Task to complete ▸
Can you give back the lines from the one that has "find | jagged rock" through the end of the records, with "layout" renamed to "format" and nothing else changed? Leave the pictures out of your answer.

______________________________

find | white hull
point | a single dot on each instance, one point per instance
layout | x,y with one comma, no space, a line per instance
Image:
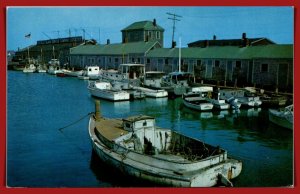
41,71
109,94
220,104
28,71
172,170
54,72
153,93
197,105
73,73
83,77
280,118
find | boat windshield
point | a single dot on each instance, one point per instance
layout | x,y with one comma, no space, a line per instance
155,75
181,77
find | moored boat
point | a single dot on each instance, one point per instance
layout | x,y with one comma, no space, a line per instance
152,93
105,90
71,73
283,117
246,98
29,68
195,99
137,147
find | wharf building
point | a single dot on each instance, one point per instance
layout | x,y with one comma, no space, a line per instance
45,50
243,62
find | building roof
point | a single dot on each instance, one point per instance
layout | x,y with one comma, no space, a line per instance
114,49
138,118
144,25
231,42
227,52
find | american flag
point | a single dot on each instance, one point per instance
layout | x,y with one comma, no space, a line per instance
28,35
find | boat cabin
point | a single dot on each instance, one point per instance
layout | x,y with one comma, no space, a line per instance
178,78
92,70
132,71
153,78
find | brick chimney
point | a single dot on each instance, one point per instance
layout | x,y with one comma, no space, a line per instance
154,22
245,40
206,43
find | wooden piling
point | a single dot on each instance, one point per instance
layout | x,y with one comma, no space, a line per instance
97,109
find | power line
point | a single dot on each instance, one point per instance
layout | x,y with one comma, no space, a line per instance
174,18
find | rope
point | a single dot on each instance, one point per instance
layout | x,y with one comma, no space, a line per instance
60,129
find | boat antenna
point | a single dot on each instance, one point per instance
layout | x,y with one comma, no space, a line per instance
179,60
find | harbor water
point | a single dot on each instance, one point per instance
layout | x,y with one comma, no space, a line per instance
48,143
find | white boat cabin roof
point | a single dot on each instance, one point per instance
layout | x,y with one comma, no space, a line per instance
133,64
137,118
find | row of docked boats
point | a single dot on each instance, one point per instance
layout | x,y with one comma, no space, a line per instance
139,148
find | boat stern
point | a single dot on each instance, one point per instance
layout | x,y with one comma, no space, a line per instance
220,174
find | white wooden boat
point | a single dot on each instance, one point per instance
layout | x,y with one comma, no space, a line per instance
197,101
273,100
152,93
176,83
137,147
246,99
212,97
126,76
72,73
53,70
234,103
219,104
104,90
283,117
41,68
92,72
153,79
31,68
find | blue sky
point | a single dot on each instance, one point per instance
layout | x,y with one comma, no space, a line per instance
196,23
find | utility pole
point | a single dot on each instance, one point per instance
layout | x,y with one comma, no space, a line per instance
174,18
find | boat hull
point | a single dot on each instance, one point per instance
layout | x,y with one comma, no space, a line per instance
109,95
157,171
280,120
201,107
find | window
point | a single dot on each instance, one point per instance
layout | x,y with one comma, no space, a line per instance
264,67
166,61
198,62
238,64
157,35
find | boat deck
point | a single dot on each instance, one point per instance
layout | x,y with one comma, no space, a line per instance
110,128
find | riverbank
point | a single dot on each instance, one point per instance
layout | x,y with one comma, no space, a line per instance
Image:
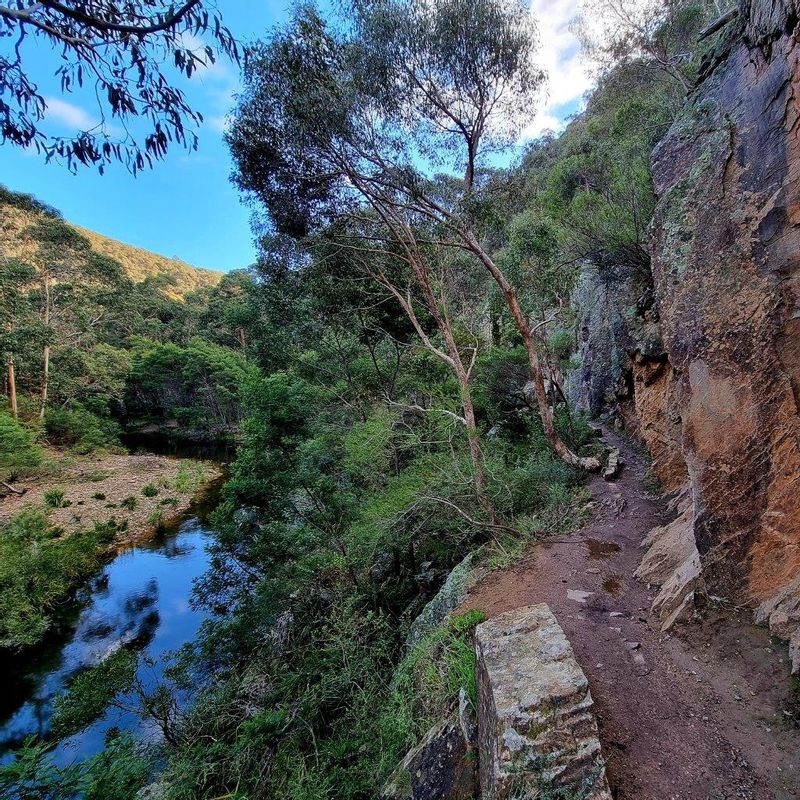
73,516
136,493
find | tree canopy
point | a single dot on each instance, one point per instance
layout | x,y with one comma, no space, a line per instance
120,51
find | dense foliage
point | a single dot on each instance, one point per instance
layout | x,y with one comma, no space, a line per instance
91,350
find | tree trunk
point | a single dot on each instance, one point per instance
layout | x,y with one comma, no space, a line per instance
46,357
537,378
12,386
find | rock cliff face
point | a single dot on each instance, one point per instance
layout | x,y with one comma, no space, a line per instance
719,405
726,268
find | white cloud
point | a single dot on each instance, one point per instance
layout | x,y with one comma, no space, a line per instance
559,55
541,123
69,115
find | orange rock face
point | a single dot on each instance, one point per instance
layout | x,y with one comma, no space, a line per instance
726,265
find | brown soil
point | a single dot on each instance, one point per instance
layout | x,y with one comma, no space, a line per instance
96,486
704,712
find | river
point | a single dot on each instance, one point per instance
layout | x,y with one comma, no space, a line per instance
140,599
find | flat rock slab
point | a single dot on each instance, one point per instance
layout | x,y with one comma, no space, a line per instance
536,727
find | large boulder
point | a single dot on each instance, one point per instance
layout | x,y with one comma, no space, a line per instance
536,727
441,767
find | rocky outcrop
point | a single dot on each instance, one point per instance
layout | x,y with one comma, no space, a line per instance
673,563
463,577
536,729
726,267
616,322
441,767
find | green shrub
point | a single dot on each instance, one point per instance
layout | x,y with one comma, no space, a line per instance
55,498
38,569
191,477
20,455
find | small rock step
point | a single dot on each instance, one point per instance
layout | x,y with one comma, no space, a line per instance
614,465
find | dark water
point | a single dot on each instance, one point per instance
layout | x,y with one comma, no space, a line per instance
141,599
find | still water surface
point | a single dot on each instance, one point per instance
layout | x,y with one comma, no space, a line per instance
140,599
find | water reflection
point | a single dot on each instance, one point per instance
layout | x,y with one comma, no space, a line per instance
140,600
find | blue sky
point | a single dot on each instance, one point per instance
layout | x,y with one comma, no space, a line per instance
186,206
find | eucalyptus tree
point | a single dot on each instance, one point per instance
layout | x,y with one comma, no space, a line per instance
117,50
375,131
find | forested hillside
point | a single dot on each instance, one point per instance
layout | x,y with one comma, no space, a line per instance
409,371
100,337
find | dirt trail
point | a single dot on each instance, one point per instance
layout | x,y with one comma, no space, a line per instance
702,713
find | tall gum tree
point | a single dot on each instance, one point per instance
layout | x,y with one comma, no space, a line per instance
383,122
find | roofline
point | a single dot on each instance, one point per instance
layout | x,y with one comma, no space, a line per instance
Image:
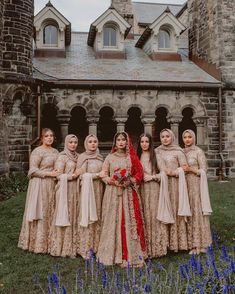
134,84
157,3
184,7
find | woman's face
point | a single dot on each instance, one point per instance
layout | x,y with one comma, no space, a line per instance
165,138
73,144
188,139
92,144
48,138
144,143
121,142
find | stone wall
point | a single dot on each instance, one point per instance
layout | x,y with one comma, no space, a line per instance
212,39
17,38
203,103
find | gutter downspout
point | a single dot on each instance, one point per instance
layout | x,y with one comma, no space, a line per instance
220,123
38,114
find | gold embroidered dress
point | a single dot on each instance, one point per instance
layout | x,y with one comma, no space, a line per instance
156,231
35,232
91,162
198,226
171,158
63,233
122,233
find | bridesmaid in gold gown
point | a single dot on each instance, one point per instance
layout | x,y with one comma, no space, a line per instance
39,205
156,231
122,238
90,164
63,233
171,159
199,233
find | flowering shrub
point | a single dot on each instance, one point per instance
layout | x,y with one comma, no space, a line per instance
213,273
121,175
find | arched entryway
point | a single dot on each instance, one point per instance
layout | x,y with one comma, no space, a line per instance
49,120
78,125
160,124
106,128
134,126
186,123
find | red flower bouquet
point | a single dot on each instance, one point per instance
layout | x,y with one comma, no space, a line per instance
121,175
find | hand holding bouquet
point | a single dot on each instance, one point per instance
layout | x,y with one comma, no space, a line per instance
121,177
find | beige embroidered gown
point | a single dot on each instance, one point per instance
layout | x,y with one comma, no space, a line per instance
34,235
172,159
89,237
198,226
156,232
118,202
63,240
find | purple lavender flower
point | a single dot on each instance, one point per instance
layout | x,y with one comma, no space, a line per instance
189,290
63,290
182,273
147,288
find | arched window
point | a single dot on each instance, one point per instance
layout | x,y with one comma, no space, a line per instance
164,39
110,36
50,35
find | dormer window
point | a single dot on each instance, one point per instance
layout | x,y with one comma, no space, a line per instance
110,35
164,39
50,35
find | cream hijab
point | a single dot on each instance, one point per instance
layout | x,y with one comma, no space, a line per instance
70,154
172,146
88,154
193,146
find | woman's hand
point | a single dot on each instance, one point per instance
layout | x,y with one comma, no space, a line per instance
53,174
148,178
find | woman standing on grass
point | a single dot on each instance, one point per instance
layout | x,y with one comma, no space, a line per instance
199,233
91,195
39,205
171,159
122,239
156,231
63,233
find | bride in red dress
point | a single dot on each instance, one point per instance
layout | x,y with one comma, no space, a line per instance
122,234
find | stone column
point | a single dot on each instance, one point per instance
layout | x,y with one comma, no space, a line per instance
121,120
92,120
200,123
63,119
148,125
174,120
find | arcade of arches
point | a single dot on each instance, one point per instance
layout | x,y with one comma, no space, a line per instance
106,124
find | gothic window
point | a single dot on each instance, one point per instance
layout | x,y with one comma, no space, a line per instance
110,36
164,39
50,35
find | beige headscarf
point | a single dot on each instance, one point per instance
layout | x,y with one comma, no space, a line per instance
193,146
71,154
88,154
204,192
172,146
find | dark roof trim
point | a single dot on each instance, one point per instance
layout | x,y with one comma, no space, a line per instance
182,10
133,84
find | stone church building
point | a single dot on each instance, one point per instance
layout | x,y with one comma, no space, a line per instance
140,68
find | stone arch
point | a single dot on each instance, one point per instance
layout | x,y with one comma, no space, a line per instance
78,125
106,127
161,115
134,126
49,119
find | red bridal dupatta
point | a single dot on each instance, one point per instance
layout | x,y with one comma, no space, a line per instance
136,171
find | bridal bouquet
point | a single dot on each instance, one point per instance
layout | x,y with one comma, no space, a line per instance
121,175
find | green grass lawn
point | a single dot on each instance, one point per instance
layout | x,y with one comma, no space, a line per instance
17,268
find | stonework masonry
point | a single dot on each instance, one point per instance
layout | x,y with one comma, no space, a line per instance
212,39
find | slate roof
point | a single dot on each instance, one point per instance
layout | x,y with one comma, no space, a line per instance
80,64
147,13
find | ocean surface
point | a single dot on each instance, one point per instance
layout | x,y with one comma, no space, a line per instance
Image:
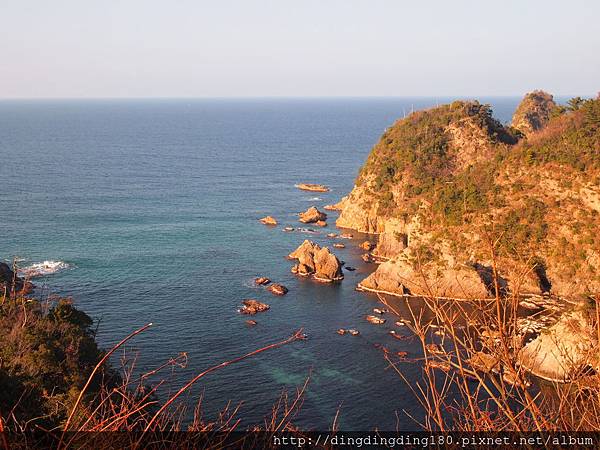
149,209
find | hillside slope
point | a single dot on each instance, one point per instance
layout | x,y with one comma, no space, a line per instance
446,186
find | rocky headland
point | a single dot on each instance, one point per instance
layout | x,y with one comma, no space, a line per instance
466,208
442,185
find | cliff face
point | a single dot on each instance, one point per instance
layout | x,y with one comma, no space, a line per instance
534,112
445,185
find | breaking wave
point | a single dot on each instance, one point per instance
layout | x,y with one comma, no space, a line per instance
43,269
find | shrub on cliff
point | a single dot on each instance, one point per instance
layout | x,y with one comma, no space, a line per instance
46,356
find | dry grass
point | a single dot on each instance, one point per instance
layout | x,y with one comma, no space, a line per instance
472,376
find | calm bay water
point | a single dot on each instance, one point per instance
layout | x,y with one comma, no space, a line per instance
154,206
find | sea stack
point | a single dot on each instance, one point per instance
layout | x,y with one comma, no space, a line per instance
317,262
312,215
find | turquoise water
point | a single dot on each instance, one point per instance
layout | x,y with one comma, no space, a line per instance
154,207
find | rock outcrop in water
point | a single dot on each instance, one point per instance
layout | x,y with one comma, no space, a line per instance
563,350
312,187
277,289
312,215
252,307
450,193
9,282
441,182
317,262
268,220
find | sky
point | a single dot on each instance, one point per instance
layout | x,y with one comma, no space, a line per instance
297,48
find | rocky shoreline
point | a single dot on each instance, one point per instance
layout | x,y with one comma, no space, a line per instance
427,246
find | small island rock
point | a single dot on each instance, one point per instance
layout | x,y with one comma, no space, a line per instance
312,187
261,281
253,306
277,289
317,262
312,215
268,220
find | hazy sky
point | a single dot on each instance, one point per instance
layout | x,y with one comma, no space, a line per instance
232,48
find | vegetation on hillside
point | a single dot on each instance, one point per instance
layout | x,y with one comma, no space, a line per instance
46,356
459,170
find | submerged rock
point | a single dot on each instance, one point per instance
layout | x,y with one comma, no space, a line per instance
253,306
312,215
261,281
317,262
8,277
367,257
312,187
278,289
375,320
366,245
269,220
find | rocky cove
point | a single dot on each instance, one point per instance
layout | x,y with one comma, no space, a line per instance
462,228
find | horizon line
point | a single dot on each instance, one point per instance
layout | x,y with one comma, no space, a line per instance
286,97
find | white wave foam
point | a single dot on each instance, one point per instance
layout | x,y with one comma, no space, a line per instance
43,269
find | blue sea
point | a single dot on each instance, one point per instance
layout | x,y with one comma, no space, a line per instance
152,205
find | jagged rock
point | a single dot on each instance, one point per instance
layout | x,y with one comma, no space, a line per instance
366,245
390,245
7,276
375,320
277,289
367,257
317,262
312,187
399,277
268,220
253,306
312,215
468,183
563,349
533,113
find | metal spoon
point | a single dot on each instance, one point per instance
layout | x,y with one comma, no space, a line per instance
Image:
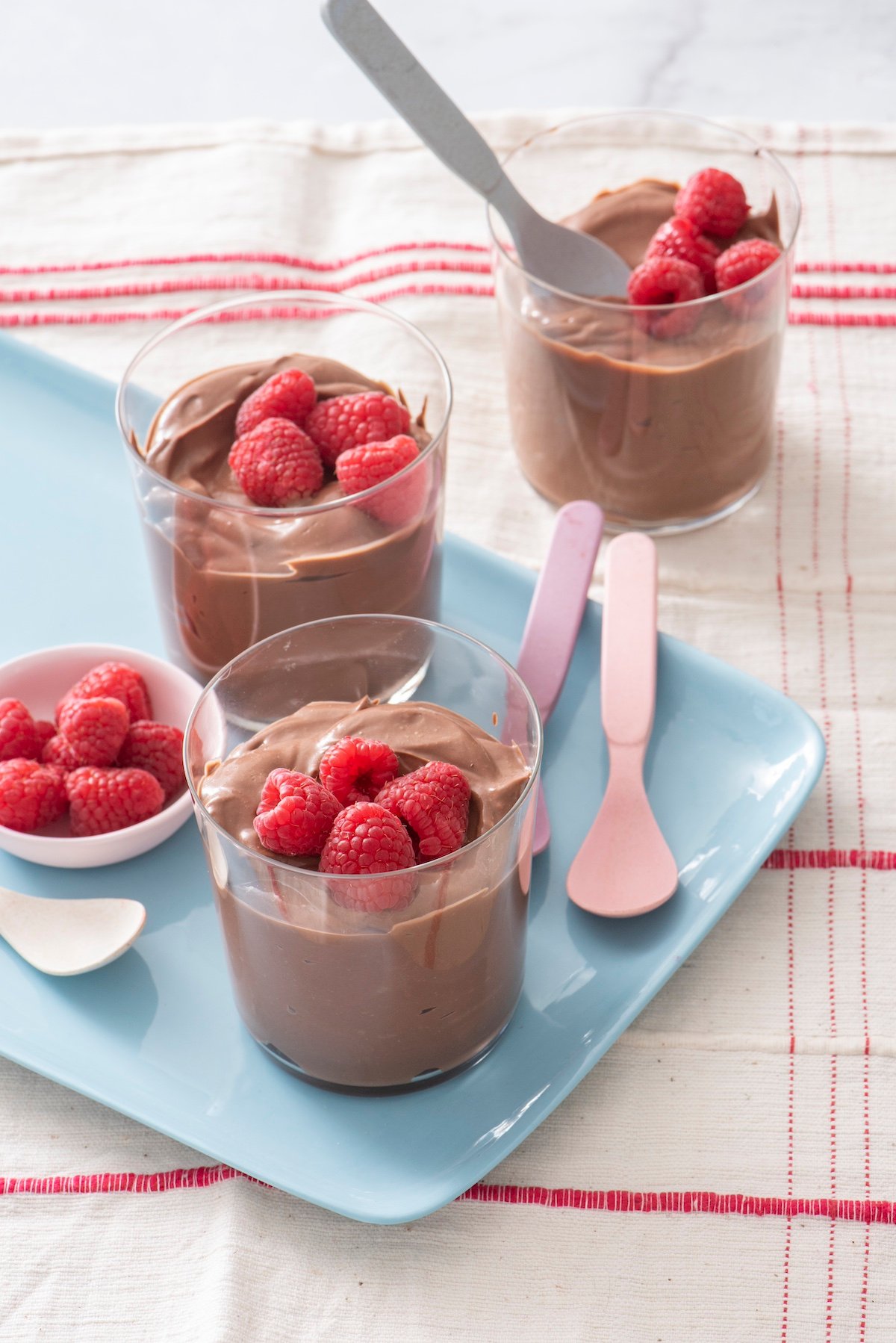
558,255
69,937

______________________________

Result for this task ▸
find | jagged rock
point | a single dot on each instance, one point per instance
format | x,y with one comma, no space, a line per instance
366,245
390,245
7,276
375,320
277,289
367,257
317,262
312,187
399,277
268,220
253,306
312,215
468,183
563,349
533,113
find | metal spoon
point | a single dot on each instance, one point per instance
format | x,y with one comma, no space, a line per instance
Image:
558,255
69,937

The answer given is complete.